**Things to do**
1. Using the excerpt below, turn the paragraph that begins "The data processing module is used" into a short bulleted list that keeps its main facts.
2. Answer these questions from the excerpt below, one line each:
(a) How much GPU memory should the recommended graphics card have?
(b) Which MATLAB file reads and stores the imported data?
(c) Which model is fitted to the processed scattering curve?
3. Check each statement against the excerpt below. Answer yes or no, and quote the words from the excerpt that settle it.
(a) The program cannot run without a specific graphics card.
(b) Users can run a batch of samples.
(c) Data reduction limits must be included in the input file.

**Excerpt**

Detailed instructions on how to use the package are available on GitHub. Supporting information and command descriptions are embedded in each module. Errors and bugs can be invoked when no parameters or incorrect data are given to the command. We developed the package in Windows and recommend running it in Windows, Mac or Linux, with any Intel or AMD x86-64 processor with four logical cores and AVX2 instruction set support, as a minimum. Although the program runs satisfactorily without a specific graphics card, a hardware-accelerated graphics card supporting OpenGL 3.3 with 1 GB graphical processing unit (GPU) memory is recommended, as displaying figures and generating Microsoft Excel worksheets require more background processing.

3. Data pre-processing

The data pre-processing module is composed of two components: (i) data are prepared in a Microsoft Excel spreadsheet [*.xls(x)] or *.csv file, including (V)SAS data, neutron scattering length densities or X-ray electron densities of phases 1 and 2 (e.g. rock matrix and pore), grain density of the sample, data reduction limits (optional), and sample name, and (ii) the MATLAB data_input.m file reads and stores the imported data for the next step. MATSAS allows users to run a batch of samples. The units in the input files can be converted between different unit systems (between nm⁻¹ and Å⁻¹ for Q, for instance) by changing appropriate codes. The range(s) of data points can be adjusted for each data set individually or simultaneously for selected groups of files.

4. Data processing

The data processing module is used to manipulate and analyse the information imported. The primary data processing script is developed to manipulate scattering curves. The data_manipulation.m program carries out multiple tasks, including I(Q) data sorting, curve fitting, background subtraction, curve merging, curve smoothing and raw data reduction. The secondary data processing script file in data_analysis.m is designed to analyse I(Q)–Q curves and produce structural information. An arbitrary size distribution is created first and the PDSP model is then fitted to the processed scattering curve. Pore characteristics are predicted and fractal dimensions (including the pore fractal dimension, D_p, surface fractal dimension, D_s, and general fractal dimension, D_f) are evaluated from the fit in this module.

(Point annotation records)
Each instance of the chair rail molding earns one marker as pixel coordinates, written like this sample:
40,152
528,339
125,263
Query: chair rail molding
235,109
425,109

**Results in order**
1.
- The data processing module manipulates and analyzes the imported information.
- The primary script, data_manipulation.m, handles scattering curves: I(Q) data sorting, curve fitting, background subtraction, curve merging, curve smoothing and raw data reduction.
- The secondary script, data_analysis.m, analyzes I(Q)–Q curves to produce structural information.
- It first creates an arbitrary size distribution, then fits the PDSP model to the processed scattering curve.
- From the fit, it predicts pore characteristics and evaluates fractal dimensions: pore (D_p), surface (D_s) and general (D_f).

2.
(a) 1 GB
(b) data_input.m
(c) The PDSP model

3.
(a) No: "Although the program runs satisfactorily without a specific graphics card"
(b) Yes: "MATSAS allows users to run a batch of samples."
(c) No: "data reduction limits (optional)"